* EXCERPTED PASSAGE:
-----
To grasp the true power of universal vote by mail, it’s important to recognize that the act of voting is a four-step process.

Step 1: Voter registration. (In every state except North Dakota, eligible citizens must separately register as voters to qualify to receive a ballot.)
Step 2: Connecting voters with ballots.
Step 3: Marking the ballot.
Step 4: Casting the ballot/voting.

In most voters’ lifetime, major changes have occurred in three of these four steps.

The most dramatic changes have involved voter registration, the key arena for voter-suppression efforts in previous decades. Remember when virtually every citizen was required to register in person, at a single location like the county courthouse in the presence of a notary, during regular business hours? In southern states, many black voters were also required to answer questions like “Name Alabama’s sixty-seven county judges” or “How many bubbles are there in a bar of soap?”

Today, registering to vote has never been easier. Federal law requires DMV offices and other government agencies to offer voter registration services (though how proactive and easy this is still varies). Voters can register now by mailed-in postcards. Since 2010, twenty-nine states (including deep-red ones) and Washington, D.C., have passed online registration laws.

Steps 3 and 4, the marking and casting of ballots, have changed a lot too. Long gone are lever-laden voting machines and chad-prone punch cards. Most voters now either use optical-scan (“fill in the bubble”) paper ballots or navigate ATM-like touchscreens. Finished ballots are then put in a secure box or transmitted electronically to be counted.

Largely unchanged, however, is Step 2. As they did a century ago, voters connect with their ballots either by physically going to a designated polling site or by formally requesting (and being approved for) an absentee ballot.
-----
* DATA EXCERPT:
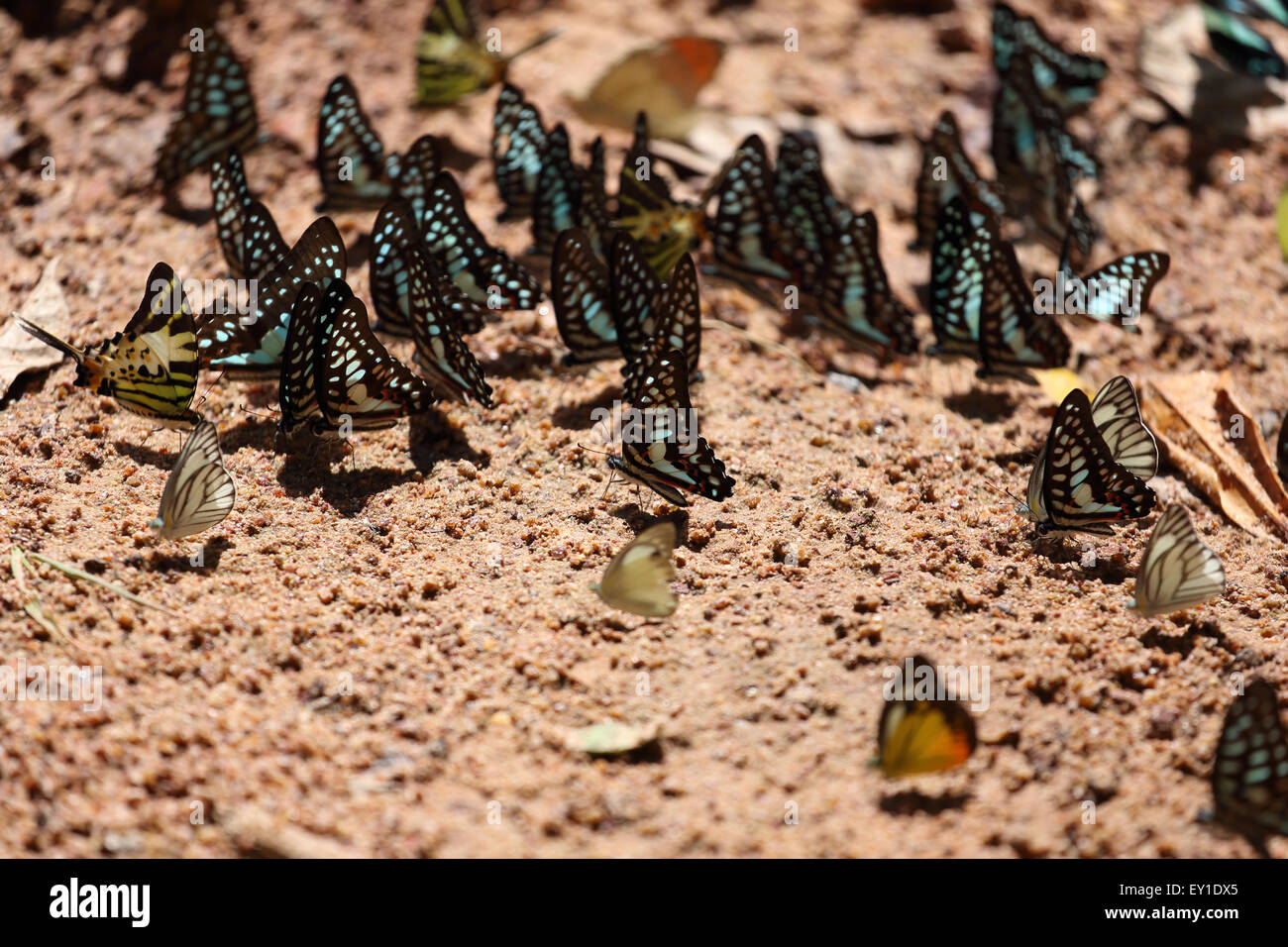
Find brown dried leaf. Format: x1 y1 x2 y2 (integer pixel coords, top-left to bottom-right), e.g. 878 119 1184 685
0 257 71 397
1141 371 1288 539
-----
* THINGS TO DO:
1: According to the vote-by-mail passage, in which state are eligible citizens not required to register separately as voters?
2: Go on with the vote-by-mail passage, starting after its last sentence.
The material above stands apart from the vote-by-mail passage.

* EXERCISE RESULTS:
1: North Dakota.

2:
Universal vote by mail fundamentally changes this step. In UVBM, it is the government’s obligation—not the voter’s—to make this connection, by sending every registered voter a ballot.

The distance between Steps 1 and 2 now represents an uncrossed chasm for the majority of America’s registered voters in almost every election save presidential contests. In the 2014 midterms, 83 million registered voters got to Step 4; almost 110 million never even got from Step 1 to Step 2. In party primary elections, the number is closer to 150 million—four times the number reaching Step 2, much less Step 4.

UVBM literally collapses the distance between Steps 1 and 2. All registered voters start at Step 2, rather than Step 1, by receiving their ballot in the mail approximately two weeks before each election.

Unlike in polling places—where Steps 2, 3, and 4 follow in rapid succession—in a UVBM system days or weeks may pass before a voter even gets to Step 3. Some voters never will, but the net gain from this change is still dramatic. Get every voter to Step 2, and far more are likely to get to Step 4. (While the “blank ballots” get thrown out or recycled, without a valid signature they’re no more capable of producing a fraudulent vote than store-bought eggs are of hatching a chicken.)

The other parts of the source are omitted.